── SUPPLIED PASSAGE
Kolkata: Weeks of unabated violence in the Nandigram region, topped off by a statewide shutdown on Monday, have left companies betting on West Bengal second-guessing their plans.
While none of them is saying they are reconsidering their investment plans, they say that any failure of chief minister Buddhadeb Bhattacharjee’s government to bring life in the east Midnapore region back to normal at the earliest would start eroding confidence in West Bengal.
“The state has seen too many bandhs (closures) in a very short duration,” said Goutam Sengupta, chief operating officer of Videocon India Ltd.
The state has seen five shutdowns already this year. “They project a very negative image of the state. Our confidence in Bengal hasn’t been eroded at all till now, but it could happen if the situation persists.”
Videocon has three factories and a special economic zone (SEZ) in the state, with three more in the pipeline.
Such bandhs are still a common form of protest in states with a deep-rooted Communist tradition. Both West Bengal and Kerala have their fair share of bandhs—ranging from localized to statewide ones. However, for business, the inability of workers to report for work during bandhs, which are sometimes accompanied by violence, translates into business lost.
Derailing industry: Protesters block a railway track in Malda during the Bengal bandh called by the opposition on Nandigram on Monday.
“Despite whatever the state government may claim, the bandh culture never went out of vogue,” notes Aditya Agarwal, director of the Rs1,600 crore Emami Group, which has interests in cosmetics, toiletries, health care and real estate. “People live in fear whenever a bandh is called and it’s something we have come to accept.”
Emami’s factories in the state recorded a mere 10% attendance on Monday. Still, Agarwal is optimistic. “In the short term, there might be some jitters, but long-term investment will continue to flow in,” he said.
Notably, Monday’s bandh paralysed the state’s showcase information technology (IT) industry in the satellite town of Salt Lake. Until now, IT services had been spared by bandh organizers, irrespective of political affiliation.
────
── DATA PROVIDED
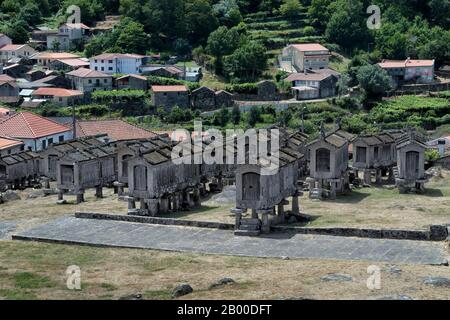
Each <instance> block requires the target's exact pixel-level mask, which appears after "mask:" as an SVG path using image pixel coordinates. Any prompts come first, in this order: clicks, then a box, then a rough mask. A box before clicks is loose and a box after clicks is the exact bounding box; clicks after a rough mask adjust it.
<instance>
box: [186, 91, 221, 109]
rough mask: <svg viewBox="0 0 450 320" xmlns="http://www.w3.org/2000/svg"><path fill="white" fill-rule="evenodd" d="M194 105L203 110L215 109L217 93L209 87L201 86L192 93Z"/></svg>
mask: <svg viewBox="0 0 450 320" xmlns="http://www.w3.org/2000/svg"><path fill="white" fill-rule="evenodd" d="M191 104H192V107H194V108H198V109H201V110H214V109H215V108H216V106H217V105H216V94H215V92H214V90H212V89H210V88H208V87H205V86H203V87H200V88H198V89H196V90H194V91H192V93H191Z"/></svg>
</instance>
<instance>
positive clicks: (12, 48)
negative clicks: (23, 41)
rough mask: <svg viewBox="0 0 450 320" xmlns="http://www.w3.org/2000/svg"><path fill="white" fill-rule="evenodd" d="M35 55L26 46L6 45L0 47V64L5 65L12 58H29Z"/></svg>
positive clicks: (11, 58) (24, 45) (8, 44)
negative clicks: (25, 57)
mask: <svg viewBox="0 0 450 320" xmlns="http://www.w3.org/2000/svg"><path fill="white" fill-rule="evenodd" d="M36 53H37V51H36V50H34V49H33V48H32V47H30V46H29V45H27V44H6V45H4V46H2V47H0V63H7V62H8V61H9V60H10V59H13V58H22V57H26V58H29V57H31V56H32V55H34V54H36Z"/></svg>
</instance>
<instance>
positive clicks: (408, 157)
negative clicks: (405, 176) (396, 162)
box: [405, 151, 419, 179]
mask: <svg viewBox="0 0 450 320" xmlns="http://www.w3.org/2000/svg"><path fill="white" fill-rule="evenodd" d="M405 173H406V178H407V179H414V178H417V177H418V174H419V153H418V152H416V151H409V152H407V153H406V172H405Z"/></svg>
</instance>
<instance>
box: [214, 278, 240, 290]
mask: <svg viewBox="0 0 450 320" xmlns="http://www.w3.org/2000/svg"><path fill="white" fill-rule="evenodd" d="M233 283H235V281H234V280H233V279H231V278H222V279H219V280H217V281H216V282H214V283H213V284H212V285H210V286H209V288H210V289H212V288H216V287H220V286H224V285H228V284H233Z"/></svg>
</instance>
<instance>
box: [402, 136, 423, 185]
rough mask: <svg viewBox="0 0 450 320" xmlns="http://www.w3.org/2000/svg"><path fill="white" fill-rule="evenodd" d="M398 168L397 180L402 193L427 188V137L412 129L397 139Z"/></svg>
mask: <svg viewBox="0 0 450 320" xmlns="http://www.w3.org/2000/svg"><path fill="white" fill-rule="evenodd" d="M396 149H397V168H396V169H395V182H396V185H397V187H398V188H399V190H400V193H405V192H407V191H408V190H414V191H416V192H423V191H424V190H425V183H426V182H427V179H426V177H425V150H427V145H426V143H425V139H424V138H423V137H421V136H420V135H418V134H417V133H416V132H415V131H414V130H412V129H410V130H409V132H408V133H407V134H405V135H404V136H402V137H401V138H399V139H398V140H397V146H396Z"/></svg>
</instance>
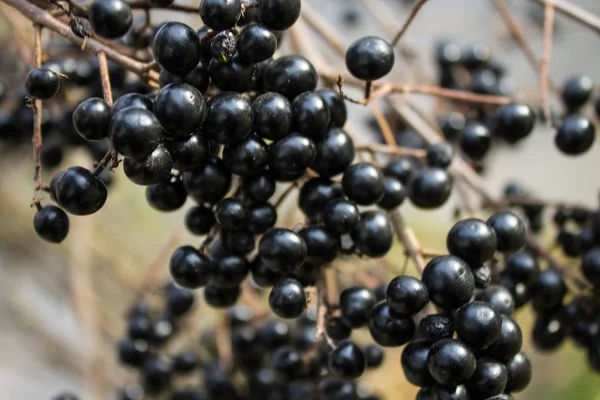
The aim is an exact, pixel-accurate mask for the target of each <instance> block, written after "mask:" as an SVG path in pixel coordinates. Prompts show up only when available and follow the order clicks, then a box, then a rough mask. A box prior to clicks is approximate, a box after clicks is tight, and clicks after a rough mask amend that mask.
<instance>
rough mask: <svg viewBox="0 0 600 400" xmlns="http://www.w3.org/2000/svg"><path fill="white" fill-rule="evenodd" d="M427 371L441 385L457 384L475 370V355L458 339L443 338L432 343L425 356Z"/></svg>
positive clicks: (447, 385) (469, 376)
mask: <svg viewBox="0 0 600 400" xmlns="http://www.w3.org/2000/svg"><path fill="white" fill-rule="evenodd" d="M427 365H428V367H429V373H430V374H431V376H432V377H433V379H435V381H436V382H438V383H439V384H441V385H444V386H457V385H460V384H463V383H465V382H467V381H468V380H469V378H470V377H471V376H472V375H473V373H474V372H475V365H476V361H475V355H474V354H473V352H472V351H471V350H470V349H469V348H468V347H467V346H466V345H465V344H464V343H463V342H461V341H460V340H456V339H443V340H440V341H439V342H436V343H434V344H433V345H432V346H431V348H430V349H429V355H428V356H427Z"/></svg>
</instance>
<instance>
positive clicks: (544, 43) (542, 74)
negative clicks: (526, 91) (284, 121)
mask: <svg viewBox="0 0 600 400" xmlns="http://www.w3.org/2000/svg"><path fill="white" fill-rule="evenodd" d="M553 31H554V6H553V5H552V4H550V3H546V7H545V9H544V53H543V56H542V62H541V63H540V90H541V95H542V110H543V112H544V117H545V119H546V121H547V122H548V123H551V119H550V118H551V116H550V104H549V102H548V68H549V63H550V55H551V53H552V33H553Z"/></svg>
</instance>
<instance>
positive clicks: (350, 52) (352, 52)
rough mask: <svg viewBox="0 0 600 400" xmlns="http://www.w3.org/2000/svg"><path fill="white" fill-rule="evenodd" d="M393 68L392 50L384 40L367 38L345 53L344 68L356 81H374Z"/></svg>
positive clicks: (350, 45)
mask: <svg viewBox="0 0 600 400" xmlns="http://www.w3.org/2000/svg"><path fill="white" fill-rule="evenodd" d="M393 66H394V50H393V49H392V46H390V44H389V43H388V42H386V41H385V40H383V39H381V38H379V37H375V36H367V37H363V38H360V39H358V40H357V41H355V42H354V43H352V44H351V45H350V47H349V48H348V50H347V51H346V67H347V68H348V71H350V73H351V74H352V75H354V76H355V77H357V78H358V79H362V80H365V81H374V80H376V79H379V78H382V77H384V76H385V75H387V74H388V73H389V72H390V71H391V70H392V67H393Z"/></svg>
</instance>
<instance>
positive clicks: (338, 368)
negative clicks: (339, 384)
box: [329, 340, 367, 379]
mask: <svg viewBox="0 0 600 400" xmlns="http://www.w3.org/2000/svg"><path fill="white" fill-rule="evenodd" d="M366 364H367V363H366V359H365V355H364V353H363V351H362V350H361V348H360V347H358V346H357V345H356V344H354V343H353V342H351V341H349V340H344V341H342V342H340V343H338V344H337V347H336V348H335V349H334V350H333V351H332V352H331V353H330V354H329V371H330V372H331V373H332V374H334V375H337V376H339V377H340V378H344V379H356V378H359V377H360V376H361V375H362V374H363V373H364V372H365V369H366Z"/></svg>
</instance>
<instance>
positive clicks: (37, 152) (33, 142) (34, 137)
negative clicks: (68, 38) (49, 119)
mask: <svg viewBox="0 0 600 400" xmlns="http://www.w3.org/2000/svg"><path fill="white" fill-rule="evenodd" d="M33 43H34V45H33V58H34V61H35V67H36V68H40V67H41V66H42V27H41V26H40V25H34V40H33ZM31 100H32V103H31V108H32V110H33V135H32V137H31V143H32V144H33V165H34V167H33V181H34V183H35V188H34V192H33V205H34V206H35V207H36V208H37V209H38V210H39V209H41V207H42V206H41V204H40V194H41V192H42V186H43V185H42V161H41V157H40V152H41V150H42V111H43V109H42V101H41V100H39V99H31Z"/></svg>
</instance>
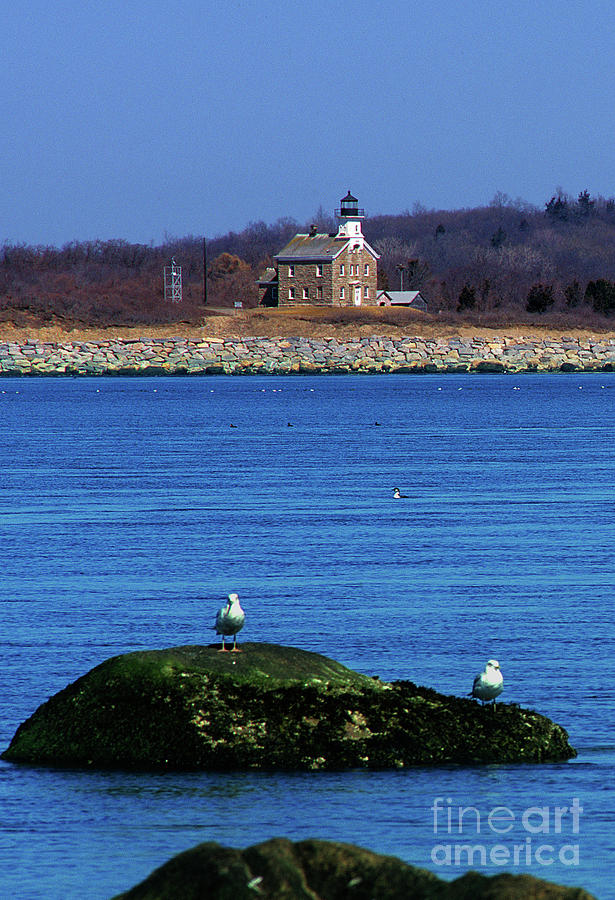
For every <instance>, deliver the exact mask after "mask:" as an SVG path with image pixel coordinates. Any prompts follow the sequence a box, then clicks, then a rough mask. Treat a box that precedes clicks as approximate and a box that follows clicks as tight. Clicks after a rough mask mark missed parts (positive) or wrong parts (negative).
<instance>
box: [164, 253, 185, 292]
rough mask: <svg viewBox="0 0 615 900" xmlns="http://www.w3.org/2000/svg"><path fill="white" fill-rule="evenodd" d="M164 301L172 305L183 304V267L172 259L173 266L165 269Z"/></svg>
────
(TASK LIST):
1. In the article on West Bengal's bandhs:
(a) How many shutdowns has the state seen so far this year?
(b) What attendance did Emami's factories in the state record on Monday?
(c) In which satellite town is the state's showcase IT industry located?
2. Can you continue the article on West Bengal's bandhs, starting right after its last sentence?

(SET OF ANSWERS):
1.
(a) Five.
(b) A mere 10%.
(c) Salt Lake.

2.
In New Delhi, Prime Minister Manmohan Singh spoke to state chief minister Buddhadeb Bhattacharjee over telephone on Tuesday to ascertain the latest situation in Nandigram. Nandigram, where the government tried to forcefully acquire land for the creation of a industrial hub in its race to attract investments in manufacturing, has been the trigger for many of the stirs.
Widespread farmer protests turned violent and caused fatalities that catapulted the district into a symbol of the struggle against rampant industrialization and the fate of those rendered landless by it. The government was then forced to abandon the plans for an industrial hub there.
“It’s too early to say, and Nandigram is too localized an issue to say that investors will change course from Bengal,” said Surajit Roy, senior vice-president of real estate giant DLF India Ltd, whose offices remained closed on Monday. “As long as Nandigram is handled sensitively, I don’t think it will have an impact. If it is mishandled and becomes a macro issue, then it could be a different ball game.”
“The general feeling is that something wrong has happened and expressing one’s protest in this way is a part of the democratic process,” said Gautam Chatterjee, the West Bengal state council chairman of the Confederation of Indian Industry. Chatterjee is also the director (industrial) at Exide, where attendance had been close to 70% in the three factories it has in the state.
He insists that investment in the state wouldn’t be affected, saying: “This was an aberration, but, by and large, investors are happy with the stable situation afforded by political continuity in the state.”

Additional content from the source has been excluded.